**Task directions**
Each entry below is to be printed verbatim.
+++++
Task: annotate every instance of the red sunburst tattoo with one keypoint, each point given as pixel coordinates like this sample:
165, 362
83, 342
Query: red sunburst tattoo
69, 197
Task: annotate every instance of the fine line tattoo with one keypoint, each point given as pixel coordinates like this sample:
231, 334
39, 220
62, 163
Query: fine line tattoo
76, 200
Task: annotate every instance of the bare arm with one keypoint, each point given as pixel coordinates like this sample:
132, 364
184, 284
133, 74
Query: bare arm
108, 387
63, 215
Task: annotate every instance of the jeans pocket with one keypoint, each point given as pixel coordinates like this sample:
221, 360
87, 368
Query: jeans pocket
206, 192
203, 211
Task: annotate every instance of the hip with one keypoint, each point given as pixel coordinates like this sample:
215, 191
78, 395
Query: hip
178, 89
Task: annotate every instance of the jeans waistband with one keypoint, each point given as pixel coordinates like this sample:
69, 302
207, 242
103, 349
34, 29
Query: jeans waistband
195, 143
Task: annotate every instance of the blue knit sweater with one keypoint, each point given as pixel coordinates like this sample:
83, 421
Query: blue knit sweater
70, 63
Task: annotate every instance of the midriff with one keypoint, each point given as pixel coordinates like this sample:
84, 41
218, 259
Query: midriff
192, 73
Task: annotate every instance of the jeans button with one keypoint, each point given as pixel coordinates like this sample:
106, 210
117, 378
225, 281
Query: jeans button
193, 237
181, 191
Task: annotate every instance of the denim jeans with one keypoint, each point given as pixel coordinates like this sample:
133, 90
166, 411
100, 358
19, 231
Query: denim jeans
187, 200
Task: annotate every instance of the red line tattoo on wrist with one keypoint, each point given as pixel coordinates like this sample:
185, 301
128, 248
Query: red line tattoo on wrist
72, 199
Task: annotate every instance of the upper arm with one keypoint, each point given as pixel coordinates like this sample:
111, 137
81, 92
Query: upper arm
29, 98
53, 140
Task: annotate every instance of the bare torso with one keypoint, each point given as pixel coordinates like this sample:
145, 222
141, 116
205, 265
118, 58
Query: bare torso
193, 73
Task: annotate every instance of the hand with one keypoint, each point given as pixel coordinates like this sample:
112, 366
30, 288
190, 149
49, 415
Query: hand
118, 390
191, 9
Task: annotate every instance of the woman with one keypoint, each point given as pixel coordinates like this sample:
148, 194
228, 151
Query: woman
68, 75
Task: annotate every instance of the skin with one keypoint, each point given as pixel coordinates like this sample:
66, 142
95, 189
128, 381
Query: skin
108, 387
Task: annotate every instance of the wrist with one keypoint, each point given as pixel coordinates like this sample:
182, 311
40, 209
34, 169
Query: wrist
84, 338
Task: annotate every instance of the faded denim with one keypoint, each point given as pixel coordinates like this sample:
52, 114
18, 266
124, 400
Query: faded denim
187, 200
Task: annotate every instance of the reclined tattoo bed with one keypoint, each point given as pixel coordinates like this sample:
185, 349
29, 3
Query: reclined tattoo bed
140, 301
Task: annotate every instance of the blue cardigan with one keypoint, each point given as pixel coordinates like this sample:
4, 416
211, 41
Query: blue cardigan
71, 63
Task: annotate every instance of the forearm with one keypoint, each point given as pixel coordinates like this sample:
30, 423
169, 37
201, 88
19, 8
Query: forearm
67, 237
+++++
**Task answer**
Task: annotate every instance of the red sunburst tattoo with one keypoint, each point given as pixel coordinates like this sample:
165, 362
83, 342
Query: red sunburst tattoo
69, 197
Task: annotate every instance of the fine line tattoo with one keypoint, each point given as pixel coordinates like this sample:
231, 334
39, 220
62, 163
Query: fine line tattoo
76, 200
Task: annotate every instance of the bare arm with one keypoint, each point given as pixel coordinates like this sample:
132, 364
184, 284
133, 74
Query: bare arm
108, 387
63, 215
Task: annotate every instance of the jeans pocket with one keypoint, each point given as pixel coordinates like this sample:
221, 360
87, 368
Query: jeans pocket
206, 192
203, 211
Task: annotate every instance of the hip with one keypoint, each point given as pixel coordinates like this sample:
215, 191
78, 395
Query: hip
178, 89
Task: annotate every instance of the jeans waistband with one keypoint, each point given as pixel coordinates like this sample:
69, 302
207, 242
103, 349
34, 29
Query: jeans waistband
195, 143
Task: annotate every instance of the blue knit sweater with one keypoint, each point given as pixel coordinates like this sample:
83, 421
Query: blue knit sweater
70, 63
Task: annotate every instance of the midriff with one keypoint, each point given as pixel coordinates like this sample:
84, 41
218, 259
Query: midriff
192, 73
Task: annotate every instance of the jeans button with one keypoint, each point given as pixel coordinates like this sample:
106, 210
117, 378
225, 281
Query: jeans button
193, 237
181, 191
Task: annotate every instance of the denim jeans with one keypoint, each point given as pixel coordinates like this sample:
133, 90
166, 411
100, 358
19, 231
Query: denim jeans
187, 200
Task: annotate every instance of the red line tattoo on wrist with one keypoint, each point given as pixel coordinates like this sample:
185, 301
128, 248
Query: red line tattoo on wrist
72, 199
Task: annotate every instance of the upper arm with one keypoint, each point given as pixel coordinates like this sample:
111, 137
81, 92
Query: upper arm
29, 98
53, 140
Task: annotate every instance of the bare torso with one keypoint, each point given as pixel coordinates like this sample:
145, 222
141, 116
205, 265
118, 58
Query: bare torso
193, 73
Task: annotate every instance of the hand with one keypoint, each point given as pixel coordinates like this sample:
112, 366
30, 288
190, 149
49, 415
Query: hand
118, 390
191, 9
Task: annotate every instance of the woman with one keypoint, each point given as pixel coordinates like this sample:
148, 194
228, 151
Query: woman
68, 75
Task: annotate every instance of the skin with one keypoint, each point given as pixel coordinates like this sample:
66, 142
95, 189
128, 381
Query: skin
108, 387
Task: annotate every instance of the wrist with one keypoint, each point given as pixel coordinates like this sample:
182, 311
40, 209
34, 169
Query: wrist
84, 338
Task: annotate every instance of the faded denim with one keypoint, each point given as pixel coordinates like this sample:
52, 114
18, 266
124, 400
Query: faded denim
187, 200
Task: annotate every instance of the reclined tattoo bed with one keypoint, each point given as pixel coordinates like this sample:
185, 349
29, 3
Query: reclined tattoo bed
140, 301
Task: annotate every instance of the blue cardigan with one keypoint, each point given as pixel coordinates like this sample:
4, 416
211, 41
Query: blue cardigan
71, 63
Task: annotate every instance of the forearm with one keypoint, each point given as pixel coordinates like this sample:
30, 423
169, 37
201, 88
19, 8
Query: forearm
67, 237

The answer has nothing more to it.